◆ Extrait du texte
=====

En ce qui concerne la nourriture, le problème est loin d’être résolu. Impossible, par exemple, d’emmener 12 à 18 mois de provisions dans une remorque derrière le vaisseau (en supposant qu’on n’abandonne pas l’équipage sans possibilité de retour, auquel cas, en effet, la quantité à emmener pourra être divisée par deux).
Il existe toutefois, toujours dans l’ISS, certaines recherches pour trouver des solutions. Depuis 2019, l’expérience BioNutrients‑1 (puis 2) étudient le fonctionnement de certaines levures et bactéries génétiquement modifiées pour produire des anti-oxydants, de la vitamine A ou des protéines permettant de maintenir la masse musculaire des astronautes. Avec les progrès de l’édition génétique, il n’est pas irréaliste d’imaginer, à terme, des micro-organismes capables, par exemple, de décomposer les selles humaines en molécules simples, et d’autres programmés pour utiliser cette soupe élémentaire et produire protéines, graisses, fibres et autres glucides consommables – et pouvoir recycler, cette fois-ci, une partie des matières solides humaines.
Quels effets sur le corps humain ?

=====

◆ Exercice
Répondez, s'il vous plaît, à ces questions sur le texte consacré à la nourriture des équipages spatiaux.
1. Combien de mois de provisions est-il impossible d'emmener dans une remorque derrière le vaisseau ?
2. Depuis quelle année l'expérience BioNutrients‑1 est-elle menée ?
3. Que doivent produire les levures et bactéries génétiquement modifiées étudiées par cette expérience ?
Les lignes qui suivent ne jouent aucun rôle dans ce travail.

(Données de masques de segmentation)
=====

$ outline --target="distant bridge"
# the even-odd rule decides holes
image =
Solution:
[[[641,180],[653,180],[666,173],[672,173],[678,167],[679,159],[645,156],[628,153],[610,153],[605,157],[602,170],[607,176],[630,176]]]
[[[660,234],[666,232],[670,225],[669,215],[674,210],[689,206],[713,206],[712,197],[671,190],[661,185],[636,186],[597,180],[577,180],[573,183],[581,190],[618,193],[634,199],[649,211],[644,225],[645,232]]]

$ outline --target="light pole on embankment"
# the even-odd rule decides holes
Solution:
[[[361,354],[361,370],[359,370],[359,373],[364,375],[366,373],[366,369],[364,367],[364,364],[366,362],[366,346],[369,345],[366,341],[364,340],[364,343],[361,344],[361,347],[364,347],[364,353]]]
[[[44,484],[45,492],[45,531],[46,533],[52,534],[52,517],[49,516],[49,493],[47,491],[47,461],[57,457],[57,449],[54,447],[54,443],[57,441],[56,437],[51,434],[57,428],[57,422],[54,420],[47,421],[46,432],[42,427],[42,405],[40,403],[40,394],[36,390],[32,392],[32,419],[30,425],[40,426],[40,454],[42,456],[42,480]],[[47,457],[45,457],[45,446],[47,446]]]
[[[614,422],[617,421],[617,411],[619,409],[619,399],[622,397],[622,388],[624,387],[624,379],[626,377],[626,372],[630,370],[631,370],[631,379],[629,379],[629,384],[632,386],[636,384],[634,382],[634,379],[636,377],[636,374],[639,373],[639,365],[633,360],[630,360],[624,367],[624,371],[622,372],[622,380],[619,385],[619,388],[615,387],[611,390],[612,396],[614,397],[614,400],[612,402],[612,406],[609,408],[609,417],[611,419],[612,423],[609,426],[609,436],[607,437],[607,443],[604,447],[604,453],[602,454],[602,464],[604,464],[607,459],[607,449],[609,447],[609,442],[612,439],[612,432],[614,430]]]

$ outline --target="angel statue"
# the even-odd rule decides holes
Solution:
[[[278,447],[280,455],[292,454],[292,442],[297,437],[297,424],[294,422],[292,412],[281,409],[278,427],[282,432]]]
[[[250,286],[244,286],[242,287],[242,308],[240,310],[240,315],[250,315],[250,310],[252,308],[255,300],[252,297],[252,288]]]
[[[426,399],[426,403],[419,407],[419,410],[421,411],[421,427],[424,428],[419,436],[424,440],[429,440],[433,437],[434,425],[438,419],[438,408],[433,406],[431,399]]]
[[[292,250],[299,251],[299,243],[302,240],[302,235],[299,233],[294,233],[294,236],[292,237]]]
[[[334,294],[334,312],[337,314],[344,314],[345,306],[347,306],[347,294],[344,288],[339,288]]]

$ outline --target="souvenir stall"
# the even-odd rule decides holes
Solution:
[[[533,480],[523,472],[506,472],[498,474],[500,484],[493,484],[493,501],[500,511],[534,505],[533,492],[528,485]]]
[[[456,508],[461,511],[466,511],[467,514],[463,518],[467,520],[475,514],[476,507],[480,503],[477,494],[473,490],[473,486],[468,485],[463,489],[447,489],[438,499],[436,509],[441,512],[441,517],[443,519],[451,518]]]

=====

◆ Réponse
1. De 12 à 18 mois.
2. Depuis 2019.
3. Des anti-oxydants, de la vitamine A ou des protéines permettant de maintenir la masse musculaire des astronautes.